* **PROBLEM DETAILS**
Write out every line of the data below word for word, changing nothing.

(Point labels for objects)
-- START --

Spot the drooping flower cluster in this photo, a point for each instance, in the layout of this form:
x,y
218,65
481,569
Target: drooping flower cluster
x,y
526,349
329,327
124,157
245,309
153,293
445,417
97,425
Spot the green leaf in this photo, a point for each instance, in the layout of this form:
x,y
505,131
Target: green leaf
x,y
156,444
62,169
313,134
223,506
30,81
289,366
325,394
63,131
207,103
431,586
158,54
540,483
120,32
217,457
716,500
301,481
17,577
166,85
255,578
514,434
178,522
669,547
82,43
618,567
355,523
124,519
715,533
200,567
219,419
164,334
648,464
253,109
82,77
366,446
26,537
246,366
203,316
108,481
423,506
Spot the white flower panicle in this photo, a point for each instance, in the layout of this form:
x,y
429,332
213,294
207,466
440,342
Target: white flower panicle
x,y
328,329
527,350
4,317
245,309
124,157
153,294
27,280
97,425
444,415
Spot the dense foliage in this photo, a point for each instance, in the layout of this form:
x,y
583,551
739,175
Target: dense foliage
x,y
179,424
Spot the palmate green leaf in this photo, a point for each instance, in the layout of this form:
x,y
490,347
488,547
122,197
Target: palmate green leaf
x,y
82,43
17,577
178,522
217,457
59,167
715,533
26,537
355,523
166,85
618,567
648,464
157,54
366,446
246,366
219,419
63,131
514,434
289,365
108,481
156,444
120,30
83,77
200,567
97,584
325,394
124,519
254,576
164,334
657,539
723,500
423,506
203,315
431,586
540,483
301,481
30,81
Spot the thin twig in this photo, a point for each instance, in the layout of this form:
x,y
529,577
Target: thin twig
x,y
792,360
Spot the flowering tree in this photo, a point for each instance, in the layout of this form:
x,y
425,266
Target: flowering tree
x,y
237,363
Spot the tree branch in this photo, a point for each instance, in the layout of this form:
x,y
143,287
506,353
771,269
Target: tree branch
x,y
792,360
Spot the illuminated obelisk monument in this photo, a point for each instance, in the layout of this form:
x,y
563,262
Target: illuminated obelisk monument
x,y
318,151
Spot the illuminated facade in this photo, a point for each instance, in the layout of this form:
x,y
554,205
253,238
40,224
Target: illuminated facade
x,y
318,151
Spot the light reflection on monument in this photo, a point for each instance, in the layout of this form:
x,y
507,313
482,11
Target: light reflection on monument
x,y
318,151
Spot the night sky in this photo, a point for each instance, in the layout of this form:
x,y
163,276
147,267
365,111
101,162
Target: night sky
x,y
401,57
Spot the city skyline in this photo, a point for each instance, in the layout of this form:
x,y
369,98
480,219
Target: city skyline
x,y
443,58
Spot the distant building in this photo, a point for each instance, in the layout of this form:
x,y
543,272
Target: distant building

-- END --

* **FULL OUTPUT**
Spot the drooping flower cluster in this photo, a point for each instance, in the layout of this form:
x,y
218,65
481,569
Target: drooping flower cluster
x,y
526,349
329,327
124,157
245,309
153,293
445,417
97,425
Spot the green leaf in this photo, a point for each instance, in the layout of this form:
x,y
505,131
Target: green leaf
x,y
156,444
62,169
313,134
223,506
30,81
289,366
325,394
63,131
207,103
431,586
158,54
540,483
120,32
217,457
716,500
301,481
17,577
166,85
255,578
514,434
178,522
669,547
82,43
618,567
355,523
124,519
715,533
200,567
219,419
164,334
648,464
253,109
82,77
366,446
26,537
246,366
203,316
108,481
423,506
Spot the white flower panicle in this photo, a point for each instance, in the layout of this form:
x,y
429,332
213,294
207,466
440,342
Target: white flower panicle
x,y
328,329
527,350
4,317
245,309
124,157
153,294
27,280
97,425
444,415
Spot the dense foliage in this photo, a point for each instance, in the layout of this form:
x,y
583,551
739,175
Target: dense foliage
x,y
179,424
Spot the palmate green leaf in this photo, a point for each instance, in the layout of this form:
x,y
490,347
488,547
122,197
Target: palmate green leaf
x,y
82,43
17,577
178,522
217,457
59,167
715,533
26,537
355,523
166,85
618,567
648,464
157,54
366,446
246,366
219,419
63,131
514,434
289,365
108,481
156,444
120,30
83,77
200,567
97,584
325,394
124,519
254,576
164,334
657,539
723,500
423,506
203,315
431,586
540,483
301,481
30,81
Spot the thin twig in this photo, a point for each instance, in the layout of this form:
x,y
529,577
Target: thin twig
x,y
792,360
Spot the flowering tree in this photo, a point for each instance, in the layout of this form:
x,y
425,266
Target: flowering tree
x,y
237,363
Spot the tree branch in this photo, a point for each instance, in the layout of this form:
x,y
143,287
506,353
771,269
Target: tree branch
x,y
792,360
Spot the illuminated obelisk monument in this photo, a point for each instance, in the layout of this form:
x,y
563,262
Target: illuminated obelisk monument
x,y
318,151
Spot the illuminated facade in this photo, a point for each instance, in the layout of this form:
x,y
554,205
253,238
40,224
Target: illuminated facade
x,y
318,151
Spot the light reflection on monument in this photo, a point for each instance, in the layout of this form:
x,y
507,313
482,11
Target: light reflection on monument
x,y
318,151
Spot the night sky in this photo, a point for each instance, in the layout of this form:
x,y
163,276
147,267
365,111
101,162
Target: night sky
x,y
401,57
Spot the city skyline in this photo, a point for each instance, in the layout of this form:
x,y
369,98
480,219
Target: city skyline
x,y
443,58
Spot the distant building in this photo, a point for each instance, in the layout of this form:
x,y
543,272
Target: distant building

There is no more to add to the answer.